Output the full listing word for word.

▶ _Region annotation entries_:
>> START

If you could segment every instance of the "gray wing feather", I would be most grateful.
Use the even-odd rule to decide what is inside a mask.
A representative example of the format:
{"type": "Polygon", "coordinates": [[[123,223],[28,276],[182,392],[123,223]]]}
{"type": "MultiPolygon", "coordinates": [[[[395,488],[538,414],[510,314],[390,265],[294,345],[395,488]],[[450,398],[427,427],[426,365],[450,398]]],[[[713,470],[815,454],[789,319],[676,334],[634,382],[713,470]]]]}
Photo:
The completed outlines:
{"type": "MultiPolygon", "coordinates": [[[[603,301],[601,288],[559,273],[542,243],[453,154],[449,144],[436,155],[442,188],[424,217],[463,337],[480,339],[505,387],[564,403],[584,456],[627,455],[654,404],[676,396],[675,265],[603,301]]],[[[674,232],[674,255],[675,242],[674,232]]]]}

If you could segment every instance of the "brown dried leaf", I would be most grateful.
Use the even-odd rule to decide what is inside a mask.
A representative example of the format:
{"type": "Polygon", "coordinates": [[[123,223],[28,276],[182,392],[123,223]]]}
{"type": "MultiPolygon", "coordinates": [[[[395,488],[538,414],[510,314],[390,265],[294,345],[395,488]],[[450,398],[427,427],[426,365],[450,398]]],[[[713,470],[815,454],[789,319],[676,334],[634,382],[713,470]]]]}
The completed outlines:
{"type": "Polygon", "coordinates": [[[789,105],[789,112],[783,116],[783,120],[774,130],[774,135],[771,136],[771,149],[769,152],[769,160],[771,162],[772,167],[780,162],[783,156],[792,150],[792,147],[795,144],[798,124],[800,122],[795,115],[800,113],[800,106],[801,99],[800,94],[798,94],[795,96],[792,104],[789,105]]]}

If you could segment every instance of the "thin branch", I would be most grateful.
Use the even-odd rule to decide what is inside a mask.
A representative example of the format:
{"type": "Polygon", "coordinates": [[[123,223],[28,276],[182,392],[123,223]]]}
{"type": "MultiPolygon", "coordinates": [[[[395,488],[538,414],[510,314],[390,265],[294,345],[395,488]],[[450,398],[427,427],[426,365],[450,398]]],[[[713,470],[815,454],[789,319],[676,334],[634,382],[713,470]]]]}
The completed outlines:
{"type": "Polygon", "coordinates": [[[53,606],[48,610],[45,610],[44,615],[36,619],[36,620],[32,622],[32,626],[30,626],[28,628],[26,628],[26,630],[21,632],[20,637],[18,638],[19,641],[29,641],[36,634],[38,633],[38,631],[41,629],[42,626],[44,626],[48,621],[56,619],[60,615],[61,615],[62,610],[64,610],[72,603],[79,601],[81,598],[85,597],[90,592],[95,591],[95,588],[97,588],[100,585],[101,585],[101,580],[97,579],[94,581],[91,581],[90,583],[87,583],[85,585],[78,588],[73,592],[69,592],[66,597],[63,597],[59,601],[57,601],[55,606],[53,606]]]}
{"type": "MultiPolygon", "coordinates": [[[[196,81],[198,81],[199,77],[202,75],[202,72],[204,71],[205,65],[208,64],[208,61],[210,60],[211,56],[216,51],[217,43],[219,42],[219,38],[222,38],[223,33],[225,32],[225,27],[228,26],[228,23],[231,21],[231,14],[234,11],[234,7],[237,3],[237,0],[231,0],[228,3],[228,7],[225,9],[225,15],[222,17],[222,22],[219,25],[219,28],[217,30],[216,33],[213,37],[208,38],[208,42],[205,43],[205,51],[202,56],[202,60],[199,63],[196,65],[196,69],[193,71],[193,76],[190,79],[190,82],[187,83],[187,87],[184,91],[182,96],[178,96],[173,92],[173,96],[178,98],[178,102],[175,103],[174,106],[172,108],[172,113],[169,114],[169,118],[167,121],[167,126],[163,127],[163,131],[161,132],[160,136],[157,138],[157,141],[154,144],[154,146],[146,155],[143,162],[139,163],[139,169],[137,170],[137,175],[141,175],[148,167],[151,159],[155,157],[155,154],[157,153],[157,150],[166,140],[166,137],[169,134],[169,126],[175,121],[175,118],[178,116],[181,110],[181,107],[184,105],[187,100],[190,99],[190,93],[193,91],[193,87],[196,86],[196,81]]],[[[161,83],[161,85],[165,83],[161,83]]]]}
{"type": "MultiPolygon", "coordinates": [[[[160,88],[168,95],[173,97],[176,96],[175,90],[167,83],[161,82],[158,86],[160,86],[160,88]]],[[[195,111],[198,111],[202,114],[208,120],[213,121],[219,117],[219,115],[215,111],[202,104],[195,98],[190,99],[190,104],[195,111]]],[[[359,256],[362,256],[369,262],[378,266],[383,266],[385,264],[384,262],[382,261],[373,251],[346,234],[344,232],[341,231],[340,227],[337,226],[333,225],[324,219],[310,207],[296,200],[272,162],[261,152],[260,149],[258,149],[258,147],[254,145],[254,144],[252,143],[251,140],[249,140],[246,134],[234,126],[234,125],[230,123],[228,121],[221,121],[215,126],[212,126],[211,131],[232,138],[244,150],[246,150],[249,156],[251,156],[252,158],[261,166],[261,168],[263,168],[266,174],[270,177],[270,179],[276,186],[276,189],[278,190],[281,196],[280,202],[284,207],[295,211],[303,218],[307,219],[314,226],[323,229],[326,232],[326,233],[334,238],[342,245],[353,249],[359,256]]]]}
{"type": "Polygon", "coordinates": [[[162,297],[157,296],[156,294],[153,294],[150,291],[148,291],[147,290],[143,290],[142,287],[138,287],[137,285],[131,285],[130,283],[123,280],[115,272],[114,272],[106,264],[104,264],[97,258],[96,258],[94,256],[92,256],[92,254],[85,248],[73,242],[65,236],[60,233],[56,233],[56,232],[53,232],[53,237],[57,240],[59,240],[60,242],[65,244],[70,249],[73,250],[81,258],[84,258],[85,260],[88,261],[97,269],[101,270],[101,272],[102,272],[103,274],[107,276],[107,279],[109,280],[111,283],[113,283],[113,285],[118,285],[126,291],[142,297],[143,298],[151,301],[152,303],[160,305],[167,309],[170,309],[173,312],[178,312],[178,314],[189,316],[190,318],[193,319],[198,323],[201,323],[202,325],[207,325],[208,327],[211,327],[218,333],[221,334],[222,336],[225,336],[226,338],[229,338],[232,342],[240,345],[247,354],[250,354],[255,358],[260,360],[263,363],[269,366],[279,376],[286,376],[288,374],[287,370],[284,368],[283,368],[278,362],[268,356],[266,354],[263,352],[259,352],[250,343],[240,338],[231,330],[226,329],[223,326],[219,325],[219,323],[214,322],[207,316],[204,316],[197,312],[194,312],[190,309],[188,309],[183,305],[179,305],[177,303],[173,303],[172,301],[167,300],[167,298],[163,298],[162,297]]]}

>> END

▶ _Correct answer_:
If you could segment every instance of the "gray wing feather", I would be most grateful.
Use the even-odd rule to decide what is inside a mask.
A representative example of the format:
{"type": "Polygon", "coordinates": [[[123,223],[28,276],[182,392],[123,223]]]}
{"type": "MultiPolygon", "coordinates": [[[[395,488],[538,414],[510,314],[390,265],[294,345],[395,488]],[[450,398],[427,427],[426,365],[450,398]]],[[[713,470],[815,454],[789,319],[676,334],[634,382],[713,470]]]]}
Photo:
The completed outlines:
{"type": "MultiPolygon", "coordinates": [[[[603,301],[601,288],[559,273],[542,243],[453,154],[449,144],[436,155],[442,188],[424,217],[463,337],[480,339],[505,387],[564,403],[584,456],[627,455],[654,404],[676,396],[675,265],[603,301]]],[[[674,232],[674,255],[675,242],[674,232]]]]}

If you could segment every instance of the "brown dried leaf", I would be most grateful.
Use the even-odd rule to decide what is inside a mask.
A representative example of the format:
{"type": "Polygon", "coordinates": [[[123,223],[28,276],[182,392],[123,223]]]}
{"type": "MultiPolygon", "coordinates": [[[[395,488],[538,414],[510,314],[390,265],[294,345],[395,488]],[[450,398],[427,427],[426,365],[450,398]]],[[[713,470],[815,454],[789,319],[676,334],[634,382],[713,470]]]]}
The completed outlines:
{"type": "Polygon", "coordinates": [[[789,105],[789,112],[783,116],[783,120],[774,130],[774,135],[771,136],[771,149],[769,152],[769,160],[771,162],[772,167],[780,162],[783,156],[792,150],[792,147],[795,144],[798,124],[800,122],[795,115],[800,113],[800,106],[801,99],[800,94],[798,94],[795,96],[792,104],[789,105]]]}

If you could segment every instance of the "thin branch", I would be most grateful.
Use the even-odd rule to decide what is inside a mask.
A representative example of the format:
{"type": "Polygon", "coordinates": [[[123,223],[28,276],[182,392],[123,223]]]}
{"type": "MultiPolygon", "coordinates": [[[[395,488],[538,414],[510,314],[390,265],[294,345],[395,488]],[[450,398],[427,427],[426,365],[450,398]]],[[[713,470],[815,454],[789,319],[676,334],[634,382],[713,470]]]]}
The completed outlines:
{"type": "Polygon", "coordinates": [[[53,606],[48,610],[45,610],[44,615],[36,619],[36,620],[32,622],[32,626],[30,626],[28,628],[26,628],[26,630],[21,632],[20,637],[18,638],[19,641],[29,641],[36,634],[38,633],[38,631],[41,629],[42,626],[44,626],[48,621],[56,619],[60,615],[61,615],[62,610],[64,610],[72,603],[79,601],[81,598],[85,597],[90,592],[95,591],[95,588],[97,588],[100,585],[101,585],[101,580],[97,579],[94,581],[91,581],[90,583],[87,583],[85,585],[78,588],[73,592],[69,592],[66,597],[63,597],[59,601],[57,601],[55,606],[53,606]]]}
{"type": "MultiPolygon", "coordinates": [[[[196,81],[198,81],[199,77],[202,75],[202,72],[204,71],[205,65],[208,64],[208,61],[210,60],[211,56],[216,51],[217,43],[219,42],[219,38],[222,38],[223,33],[225,32],[225,27],[228,26],[228,23],[231,21],[231,14],[234,11],[234,7],[237,3],[237,0],[231,0],[228,3],[228,7],[225,9],[225,15],[222,17],[222,22],[219,25],[219,28],[217,30],[216,33],[213,37],[208,38],[208,42],[205,43],[205,51],[202,56],[202,60],[199,63],[196,65],[196,69],[193,71],[193,76],[190,79],[190,82],[187,83],[187,87],[184,91],[182,96],[178,96],[173,92],[173,96],[178,98],[178,102],[175,103],[174,106],[172,108],[172,113],[169,114],[169,118],[167,121],[167,126],[163,127],[163,131],[161,132],[160,136],[157,138],[157,141],[154,144],[154,146],[146,155],[143,162],[139,163],[139,169],[137,170],[137,175],[141,175],[148,167],[151,159],[155,157],[155,154],[157,153],[157,150],[166,140],[166,137],[169,134],[169,126],[175,121],[175,118],[178,116],[181,110],[181,107],[184,105],[187,100],[190,99],[190,93],[193,91],[193,87],[196,86],[196,81]]],[[[161,83],[161,85],[165,83],[161,83]]]]}
{"type": "MultiPolygon", "coordinates": [[[[160,88],[168,95],[173,97],[176,96],[175,90],[167,83],[161,82],[158,86],[160,86],[160,88]]],[[[195,111],[198,111],[202,114],[208,120],[213,121],[219,117],[219,115],[215,111],[202,104],[195,98],[190,99],[190,104],[195,111]]],[[[359,256],[362,256],[369,262],[378,266],[383,266],[385,264],[384,262],[382,261],[373,251],[346,234],[344,232],[341,231],[340,227],[337,226],[333,225],[324,219],[310,207],[296,200],[272,162],[261,152],[260,149],[258,149],[258,147],[254,145],[254,144],[252,143],[251,140],[249,140],[246,134],[234,126],[234,125],[230,123],[228,121],[221,121],[215,126],[212,126],[211,131],[232,138],[244,150],[246,150],[249,156],[251,156],[252,158],[261,166],[261,168],[263,168],[266,174],[270,177],[270,179],[276,186],[276,189],[278,190],[281,196],[280,202],[284,207],[295,211],[303,218],[307,219],[314,226],[323,229],[326,232],[326,233],[334,238],[342,245],[353,249],[359,256]]]]}
{"type": "Polygon", "coordinates": [[[162,297],[157,296],[156,294],[153,294],[150,291],[148,291],[147,290],[143,290],[142,287],[138,287],[137,285],[131,285],[130,283],[123,280],[115,272],[114,272],[106,264],[104,264],[97,258],[96,258],[94,256],[92,256],[92,254],[85,248],[73,242],[65,236],[60,233],[56,233],[56,232],[53,232],[53,237],[57,240],[59,240],[60,242],[65,244],[70,249],[73,250],[81,258],[84,258],[85,260],[88,261],[97,269],[101,270],[101,272],[102,272],[103,274],[107,276],[107,279],[109,280],[111,283],[113,283],[113,285],[118,285],[126,291],[142,297],[143,298],[151,301],[152,303],[160,305],[167,309],[170,309],[173,312],[178,312],[178,314],[189,316],[190,318],[193,319],[198,323],[201,323],[202,325],[207,325],[208,327],[211,327],[218,333],[221,334],[222,336],[225,336],[226,338],[229,338],[232,342],[240,345],[247,354],[250,354],[255,358],[260,360],[263,363],[269,366],[279,376],[286,376],[288,374],[287,370],[284,368],[283,368],[278,362],[268,356],[266,354],[263,352],[259,352],[250,343],[240,338],[231,330],[226,329],[223,326],[219,325],[219,323],[214,322],[207,316],[204,316],[197,312],[194,312],[190,309],[188,309],[183,305],[179,305],[177,303],[173,303],[172,301],[167,300],[167,298],[163,298],[162,297]]]}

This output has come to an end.